____ BRANO DEL DOCUMENTO
Per 10 anni emblema della pallacanestro savonese. Il ‘re mite’ Antonio (Tonino) Michelini ha raccolto nella vita di giocatore prima, allenatore poi, persino fondatore di club sportivi, i frutti prelibati di un basket non solo pulito, ma che rinnegava l’edonismo del ‘dio denaro’. La passione, la missione educativa, strappare i giovani dalla strada, dall’ozio, dal vizio, dalla povertà di valori. Uno sport formativo, dunque, in soccorso degli adolescenti e delle loro famiglie. Un missionario, senza toga e senza ‘voti’, ma presto dimenticato. Non certo nel cuore e nei ricordi di tanti giocatori, appassionati spettatori, semmai da quella stessa società a cui tanto ha dato. Non ricordiamo una cerimonia, una ricorrenza, una delibera di giunta o di consiglio comunale (in particolare Loano), un manifesto in onore di Tonino.
________
____ ESTRATTO DEI DATI
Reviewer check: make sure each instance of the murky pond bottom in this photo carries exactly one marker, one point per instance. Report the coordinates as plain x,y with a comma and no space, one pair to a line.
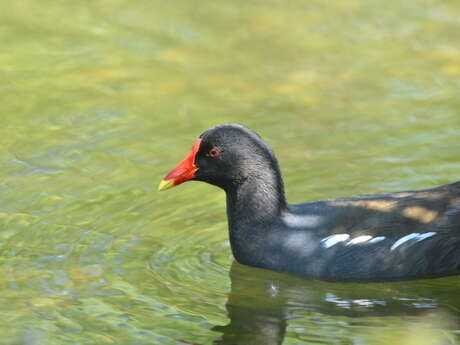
________
COMPITI DA SVOLGERE:
[A] Indica se ciascuna affermazione concorda con il brano su Tonino Michelini, rispondendo sì o no e citando testualmente le parole decisive: (i) Michelini è stato emblema della pallacanestro savonese per dieci anni; (ii) Michelini è stato soltanto giocatore e mai allenatore; (iii) il comune di Loano ha organizzato una cerimonia in suo onore.
[B] Ripeti il tratto del brano su Tonino Michelini che va da "Per 10 anni" fino a "onore di Tonino.".
[C] Rispondi a queste domande sul brano su Tonino Michelini:
(i) Con quale appellativo viene chiamato Antonio Michelini?
(ii) Quale ruolo ha ricoperto oltre a quelli di giocatore e di allenatore?
(iii) Quale comune viene nominato in particolare?
Il materiale proviene da una fonte diversa da quella del brano.

ELENCO DELLE RISPOSTE:
[A]
(i) Sì: "Per 10 anni emblema della pallacanestro savonese."
(ii) No: "nella vita di giocatore prima, allenatore poi"
(iii) No: "Non ricordiamo una cerimonia, una ricorrenza, una delibera di giunta o di consiglio comunale (in particolare Loano)"

[B]
Per 10 anni emblema della pallacanestro savonese. Il ‘re mite’ Antonio (Tonino) Michelini ha raccolto nella vita di giocatore prima, allenatore poi, persino fondatore di club sportivi, i frutti prelibati di un basket non solo pulito, ma che rinnegava l’edonismo del ‘dio denaro’. La passione, la missione educativa, strappare i giovani dalla strada, dall’ozio, dal vizio, dalla povertà di valori. Uno sport formativo, dunque, in soccorso degli adolescenti e delle loro famiglie. Un missionario, senza toga e senza ‘voti’, ma presto dimenticato. Non certo nel cuore e nei ricordi di tanti giocatori, appassionati spettatori, semmai da quella stessa società a cui tanto ha dato. Non ricordiamo una cerimonia, una ricorrenza, una delibera di giunta o di consiglio comunale (in particolare Loano), un manifesto in onore di Tonino.

[C]
(i) Il "re mite".
(ii) Fondatore di club sportivi.
(iii) Loano.